■ **To do**: Which lines below mention "white"? Pick each one out.

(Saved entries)
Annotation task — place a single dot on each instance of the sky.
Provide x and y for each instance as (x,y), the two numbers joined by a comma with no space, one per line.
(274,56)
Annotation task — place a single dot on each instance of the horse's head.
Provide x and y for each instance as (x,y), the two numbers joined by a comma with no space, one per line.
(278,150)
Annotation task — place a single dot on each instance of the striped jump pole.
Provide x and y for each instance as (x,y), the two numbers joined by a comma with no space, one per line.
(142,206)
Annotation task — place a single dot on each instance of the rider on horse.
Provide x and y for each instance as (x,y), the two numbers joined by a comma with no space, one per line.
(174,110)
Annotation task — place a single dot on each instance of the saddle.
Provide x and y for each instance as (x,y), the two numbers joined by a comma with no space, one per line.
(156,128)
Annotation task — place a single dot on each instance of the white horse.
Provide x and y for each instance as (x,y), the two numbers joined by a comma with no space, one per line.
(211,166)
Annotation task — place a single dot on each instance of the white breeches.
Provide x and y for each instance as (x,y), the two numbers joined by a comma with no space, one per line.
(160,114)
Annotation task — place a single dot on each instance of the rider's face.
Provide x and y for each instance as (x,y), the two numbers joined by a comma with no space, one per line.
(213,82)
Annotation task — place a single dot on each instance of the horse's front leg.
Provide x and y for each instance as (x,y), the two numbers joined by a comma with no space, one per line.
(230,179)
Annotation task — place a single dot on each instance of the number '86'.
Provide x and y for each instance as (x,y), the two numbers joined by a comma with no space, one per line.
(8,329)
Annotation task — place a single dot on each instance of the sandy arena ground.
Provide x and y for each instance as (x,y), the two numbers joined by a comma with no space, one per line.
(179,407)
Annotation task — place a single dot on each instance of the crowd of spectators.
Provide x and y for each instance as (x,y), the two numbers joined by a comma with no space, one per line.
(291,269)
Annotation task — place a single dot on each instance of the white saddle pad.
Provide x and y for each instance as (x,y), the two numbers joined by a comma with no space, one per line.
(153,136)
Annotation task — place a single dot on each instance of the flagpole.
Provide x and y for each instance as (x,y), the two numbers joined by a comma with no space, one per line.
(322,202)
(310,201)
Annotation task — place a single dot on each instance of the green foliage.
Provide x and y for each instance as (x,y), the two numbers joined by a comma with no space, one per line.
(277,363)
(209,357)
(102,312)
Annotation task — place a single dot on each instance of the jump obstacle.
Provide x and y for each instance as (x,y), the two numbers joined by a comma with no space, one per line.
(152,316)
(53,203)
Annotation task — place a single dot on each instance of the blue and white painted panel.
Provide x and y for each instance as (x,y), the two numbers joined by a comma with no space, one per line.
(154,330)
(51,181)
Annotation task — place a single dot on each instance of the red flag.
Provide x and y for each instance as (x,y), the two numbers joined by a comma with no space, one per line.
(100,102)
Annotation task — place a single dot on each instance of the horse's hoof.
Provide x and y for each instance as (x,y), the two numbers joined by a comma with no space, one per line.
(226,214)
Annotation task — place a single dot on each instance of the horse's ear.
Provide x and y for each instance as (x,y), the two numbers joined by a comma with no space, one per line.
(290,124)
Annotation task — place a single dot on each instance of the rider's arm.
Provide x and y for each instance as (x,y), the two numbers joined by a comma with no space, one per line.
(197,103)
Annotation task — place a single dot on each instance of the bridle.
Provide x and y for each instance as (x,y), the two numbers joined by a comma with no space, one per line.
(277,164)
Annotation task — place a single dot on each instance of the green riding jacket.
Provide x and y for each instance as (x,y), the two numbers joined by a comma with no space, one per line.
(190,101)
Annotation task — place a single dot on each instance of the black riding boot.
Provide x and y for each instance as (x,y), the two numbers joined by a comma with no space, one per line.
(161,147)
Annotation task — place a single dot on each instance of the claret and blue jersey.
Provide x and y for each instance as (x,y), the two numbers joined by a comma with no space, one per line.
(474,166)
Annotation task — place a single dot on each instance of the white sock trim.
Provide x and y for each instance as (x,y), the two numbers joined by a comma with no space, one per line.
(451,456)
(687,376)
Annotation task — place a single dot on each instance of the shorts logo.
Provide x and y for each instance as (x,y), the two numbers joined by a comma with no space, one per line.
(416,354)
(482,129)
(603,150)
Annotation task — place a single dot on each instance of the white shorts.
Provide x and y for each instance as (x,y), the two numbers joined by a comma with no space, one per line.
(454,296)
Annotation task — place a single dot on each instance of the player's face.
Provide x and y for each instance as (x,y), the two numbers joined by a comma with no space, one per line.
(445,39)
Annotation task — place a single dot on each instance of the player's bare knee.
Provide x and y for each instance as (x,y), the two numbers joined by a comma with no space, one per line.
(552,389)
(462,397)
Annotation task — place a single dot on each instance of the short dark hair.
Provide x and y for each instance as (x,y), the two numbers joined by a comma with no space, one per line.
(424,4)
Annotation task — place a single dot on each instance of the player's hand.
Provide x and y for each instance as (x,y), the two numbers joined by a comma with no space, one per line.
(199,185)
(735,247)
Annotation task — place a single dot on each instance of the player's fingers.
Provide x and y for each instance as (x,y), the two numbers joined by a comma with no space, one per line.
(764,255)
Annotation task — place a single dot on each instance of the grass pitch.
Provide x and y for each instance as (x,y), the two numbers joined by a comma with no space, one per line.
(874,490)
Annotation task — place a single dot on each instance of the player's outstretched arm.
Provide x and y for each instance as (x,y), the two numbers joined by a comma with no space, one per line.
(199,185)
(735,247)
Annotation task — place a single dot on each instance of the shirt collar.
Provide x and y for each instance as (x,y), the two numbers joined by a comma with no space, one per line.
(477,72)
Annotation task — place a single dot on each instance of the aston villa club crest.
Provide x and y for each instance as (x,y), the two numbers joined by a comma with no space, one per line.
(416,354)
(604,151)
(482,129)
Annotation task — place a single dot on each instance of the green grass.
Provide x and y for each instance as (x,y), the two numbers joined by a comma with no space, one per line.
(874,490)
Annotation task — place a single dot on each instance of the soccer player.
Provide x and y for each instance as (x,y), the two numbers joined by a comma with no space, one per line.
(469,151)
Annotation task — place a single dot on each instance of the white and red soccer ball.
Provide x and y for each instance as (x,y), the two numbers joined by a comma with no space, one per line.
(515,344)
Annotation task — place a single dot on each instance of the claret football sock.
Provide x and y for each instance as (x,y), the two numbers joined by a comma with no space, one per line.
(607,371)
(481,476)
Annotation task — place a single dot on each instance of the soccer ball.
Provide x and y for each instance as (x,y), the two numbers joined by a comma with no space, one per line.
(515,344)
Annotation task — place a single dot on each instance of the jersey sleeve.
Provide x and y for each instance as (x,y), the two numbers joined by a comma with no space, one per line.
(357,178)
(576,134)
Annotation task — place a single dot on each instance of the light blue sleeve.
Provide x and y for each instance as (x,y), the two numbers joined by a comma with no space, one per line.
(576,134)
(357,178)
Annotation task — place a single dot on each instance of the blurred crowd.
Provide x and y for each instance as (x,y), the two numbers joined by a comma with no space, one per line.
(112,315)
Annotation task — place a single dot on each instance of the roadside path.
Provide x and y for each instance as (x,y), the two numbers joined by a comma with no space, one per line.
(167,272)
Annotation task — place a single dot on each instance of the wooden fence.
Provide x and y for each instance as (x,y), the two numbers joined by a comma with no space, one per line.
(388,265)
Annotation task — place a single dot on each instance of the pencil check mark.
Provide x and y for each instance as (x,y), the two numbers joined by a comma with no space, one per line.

■ **Answer space**:
Annotation task — place a single dot on each instance of the white horse.
Annotation task — place a single dot on each instance of the white breeches.
Annotation task — place a single dot on each instance of the white saddle pad.
Annotation task — place a single dot on each instance of the blue and white painted panel.
Annotation task — place a single dot on each instance of the white sock trim.
Annotation task — place a single dot on each instance of the white shorts.
Annotation task — place a single dot on each instance of the white and red soccer ball.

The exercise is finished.